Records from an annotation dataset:
* start *

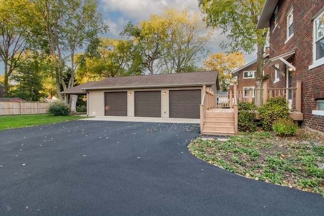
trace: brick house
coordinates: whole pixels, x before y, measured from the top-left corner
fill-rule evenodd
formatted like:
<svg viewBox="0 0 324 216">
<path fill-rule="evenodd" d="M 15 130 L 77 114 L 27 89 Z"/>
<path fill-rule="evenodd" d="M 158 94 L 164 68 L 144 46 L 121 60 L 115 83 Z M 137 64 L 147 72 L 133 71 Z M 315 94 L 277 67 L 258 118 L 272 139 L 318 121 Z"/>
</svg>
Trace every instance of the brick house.
<svg viewBox="0 0 324 216">
<path fill-rule="evenodd" d="M 303 124 L 324 133 L 324 0 L 266 0 L 257 28 L 269 28 L 270 88 L 301 81 Z M 287 94 L 292 99 L 292 94 Z"/>
<path fill-rule="evenodd" d="M 263 56 L 263 62 L 265 64 L 269 60 L 269 48 L 266 48 L 265 55 Z M 237 77 L 237 90 L 238 90 L 239 91 L 247 92 L 248 91 L 245 90 L 254 89 L 255 88 L 255 76 L 256 72 L 256 59 L 234 70 L 233 73 L 232 73 L 232 76 L 233 77 L 235 76 Z M 268 74 L 269 68 L 265 68 L 263 71 L 263 75 L 267 75 Z M 253 96 L 253 97 L 254 97 L 254 96 Z"/>
</svg>

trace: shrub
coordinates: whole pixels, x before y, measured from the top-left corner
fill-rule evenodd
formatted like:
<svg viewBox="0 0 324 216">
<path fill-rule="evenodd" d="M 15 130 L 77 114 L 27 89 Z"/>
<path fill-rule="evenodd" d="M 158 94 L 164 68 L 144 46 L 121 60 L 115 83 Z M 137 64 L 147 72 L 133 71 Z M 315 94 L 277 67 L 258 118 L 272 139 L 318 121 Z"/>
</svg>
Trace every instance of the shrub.
<svg viewBox="0 0 324 216">
<path fill-rule="evenodd" d="M 270 98 L 267 103 L 259 109 L 262 128 L 269 131 L 271 129 L 274 121 L 277 119 L 291 120 L 286 99 L 283 97 Z"/>
<path fill-rule="evenodd" d="M 75 107 L 76 109 L 76 112 L 87 112 L 87 106 L 77 106 Z"/>
<path fill-rule="evenodd" d="M 292 120 L 281 119 L 277 120 L 272 125 L 272 129 L 280 137 L 294 136 L 297 132 L 298 126 Z"/>
<path fill-rule="evenodd" d="M 70 108 L 62 101 L 51 103 L 47 109 L 47 113 L 54 116 L 69 115 Z"/>
<path fill-rule="evenodd" d="M 237 107 L 238 129 L 241 131 L 255 132 L 257 124 L 254 122 L 256 106 L 252 103 L 240 102 Z"/>
</svg>

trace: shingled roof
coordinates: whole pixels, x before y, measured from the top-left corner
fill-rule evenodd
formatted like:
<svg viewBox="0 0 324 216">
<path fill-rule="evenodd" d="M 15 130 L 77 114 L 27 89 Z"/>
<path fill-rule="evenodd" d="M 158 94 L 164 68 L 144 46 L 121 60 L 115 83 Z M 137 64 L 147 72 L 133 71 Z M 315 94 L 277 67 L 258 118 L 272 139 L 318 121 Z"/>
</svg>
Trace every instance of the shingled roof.
<svg viewBox="0 0 324 216">
<path fill-rule="evenodd" d="M 107 77 L 100 81 L 88 82 L 62 92 L 85 95 L 85 91 L 213 85 L 218 88 L 217 71 L 169 73 L 140 76 Z"/>
</svg>

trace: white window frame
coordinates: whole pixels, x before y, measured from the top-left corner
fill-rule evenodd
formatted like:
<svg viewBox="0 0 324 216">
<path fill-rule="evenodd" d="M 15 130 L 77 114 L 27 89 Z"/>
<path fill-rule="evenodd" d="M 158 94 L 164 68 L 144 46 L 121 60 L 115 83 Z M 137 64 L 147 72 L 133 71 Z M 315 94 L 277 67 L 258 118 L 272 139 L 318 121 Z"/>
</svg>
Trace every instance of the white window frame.
<svg viewBox="0 0 324 216">
<path fill-rule="evenodd" d="M 250 91 L 247 90 L 249 90 L 251 89 L 253 89 L 253 90 L 255 89 L 255 87 L 243 87 L 243 90 L 244 90 L 244 93 L 243 94 L 244 98 L 249 98 L 250 97 L 249 93 Z M 254 98 L 254 92 L 255 91 L 252 91 L 252 98 Z"/>
<path fill-rule="evenodd" d="M 318 110 L 318 102 L 324 103 L 324 100 L 318 100 L 316 102 L 317 110 L 312 110 L 312 114 L 313 115 L 322 115 L 324 116 L 324 110 Z"/>
<path fill-rule="evenodd" d="M 276 67 L 277 68 L 279 68 L 279 64 L 276 64 L 275 65 L 275 67 Z M 274 81 L 273 81 L 273 83 L 275 83 L 276 82 L 277 82 L 279 81 L 279 71 L 278 71 L 277 70 L 274 70 Z"/>
<path fill-rule="evenodd" d="M 256 70 L 246 70 L 243 71 L 243 78 L 244 79 L 254 79 L 255 78 L 256 73 L 257 72 Z M 248 76 L 246 77 L 245 74 L 246 73 L 248 73 L 248 74 L 250 75 L 250 73 L 252 73 L 252 76 Z"/>
<path fill-rule="evenodd" d="M 278 26 L 278 6 L 275 8 L 275 10 L 273 14 L 274 16 L 274 20 L 273 21 L 274 27 L 273 27 L 272 32 L 274 31 L 274 29 L 275 29 L 276 27 Z"/>
<path fill-rule="evenodd" d="M 317 16 L 314 20 L 313 20 L 313 64 L 310 65 L 308 67 L 308 70 L 312 69 L 316 67 L 318 67 L 319 66 L 322 65 L 324 64 L 324 57 L 321 58 L 320 59 L 316 59 L 316 43 L 317 41 L 320 40 L 322 39 L 324 37 L 324 35 L 319 37 L 319 38 L 316 38 L 317 35 L 317 31 L 316 31 L 316 21 L 319 18 L 323 17 L 324 17 L 324 11 L 321 13 L 318 16 Z M 323 23 L 324 24 L 324 23 Z"/>
<path fill-rule="evenodd" d="M 290 16 L 292 16 L 292 23 L 290 25 L 289 24 L 289 17 Z M 293 36 L 294 36 L 294 8 L 292 8 L 291 9 L 290 9 L 290 10 L 289 11 L 289 12 L 288 12 L 288 13 L 287 14 L 287 39 L 286 41 L 285 41 L 285 44 L 286 44 L 287 42 L 288 42 L 288 41 L 290 39 L 290 38 L 291 38 L 292 37 L 293 37 Z M 290 35 L 289 35 L 289 27 L 293 25 L 293 32 L 292 33 L 292 34 Z"/>
</svg>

* end *

### Problem
Copy the lines above verbatim, from the line with "trace: white window frame" to the line with "278 26 L 278", including both of those lines.

### Response
trace: white window frame
coordinates: whole pixels, x before y, measured from the top-left corner
fill-rule evenodd
formatted like:
<svg viewBox="0 0 324 216">
<path fill-rule="evenodd" d="M 15 130 L 77 114 L 27 89 Z"/>
<path fill-rule="evenodd" d="M 158 94 L 164 68 L 144 46 L 121 60 L 115 83 Z M 137 64 L 147 72 L 133 71 Z M 315 94 L 277 67 L 258 118 L 272 139 L 318 121 Z"/>
</svg>
Trace every instance of the white window frame.
<svg viewBox="0 0 324 216">
<path fill-rule="evenodd" d="M 250 91 L 247 90 L 249 90 L 251 89 L 253 89 L 253 90 L 255 89 L 255 87 L 243 87 L 243 90 L 244 90 L 244 93 L 243 94 L 244 98 L 249 98 L 250 97 L 249 93 Z M 254 98 L 254 92 L 255 91 L 252 91 L 252 98 Z"/>
<path fill-rule="evenodd" d="M 318 110 L 318 102 L 324 103 L 324 100 L 318 100 L 316 102 L 317 110 L 312 110 L 312 114 L 313 115 L 322 115 L 324 116 L 324 110 Z"/>
<path fill-rule="evenodd" d="M 276 67 L 277 68 L 279 68 L 279 64 L 276 64 L 275 65 L 275 67 Z M 274 81 L 273 81 L 273 83 L 275 83 L 276 82 L 277 82 L 279 81 L 279 71 L 278 71 L 277 70 L 274 70 Z"/>
<path fill-rule="evenodd" d="M 256 70 L 246 70 L 243 71 L 243 78 L 244 79 L 254 79 L 255 78 L 256 73 L 257 72 Z M 248 76 L 246 77 L 245 74 L 246 73 L 248 73 L 248 74 L 250 75 L 250 73 L 252 73 L 252 76 Z"/>
<path fill-rule="evenodd" d="M 278 26 L 278 6 L 275 8 L 275 10 L 273 14 L 274 16 L 274 20 L 273 21 L 274 27 L 273 27 L 272 32 L 274 31 L 274 29 L 275 29 L 276 27 Z"/>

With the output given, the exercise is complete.